- Work to be completed -
Rewrite all of the items below, replacing every "photograph" with "image" and keeping everything else the same. Leave the pictures out.

- Listed records -

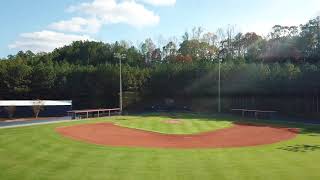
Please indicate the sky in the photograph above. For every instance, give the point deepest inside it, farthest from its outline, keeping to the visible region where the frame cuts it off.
(42, 25)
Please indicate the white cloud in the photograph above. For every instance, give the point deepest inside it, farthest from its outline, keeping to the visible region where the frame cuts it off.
(160, 2)
(45, 41)
(111, 12)
(78, 25)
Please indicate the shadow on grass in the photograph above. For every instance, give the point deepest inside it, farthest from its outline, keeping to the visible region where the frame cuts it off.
(301, 148)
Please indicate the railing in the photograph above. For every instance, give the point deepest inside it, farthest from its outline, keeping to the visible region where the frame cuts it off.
(255, 112)
(99, 112)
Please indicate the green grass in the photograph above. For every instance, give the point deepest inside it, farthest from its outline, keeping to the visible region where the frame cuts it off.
(190, 124)
(38, 152)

- Task result -
Please indicate the sky in the image above. For every instance, give the point deepest inside it, farthest from its outline, keeping to the visible region where the frame cuts it off.
(42, 25)
Please indicate the white cloud in the image above. For every instance, give the point deepest inside it, farthest from its outline, keeping to the visible region where the frame cuts it off.
(160, 2)
(45, 41)
(111, 12)
(78, 25)
Please indicate the shadow on grass in the image above. For every instance, give the point deepest inside it, farthest from its outline, keeping to the visible region where the frame cuts it off.
(301, 148)
Please indicate the railing in the image above. For every instance, give the point deepest inside it, farthest from its outline, keeping to the visible region where the frame cuts it off.
(255, 112)
(99, 112)
Please indicate the green grass in the image above. For every instance, give the point deepest inside it, farthest from its outline, keeping to the visible region where the frame cuts it off.
(190, 124)
(38, 152)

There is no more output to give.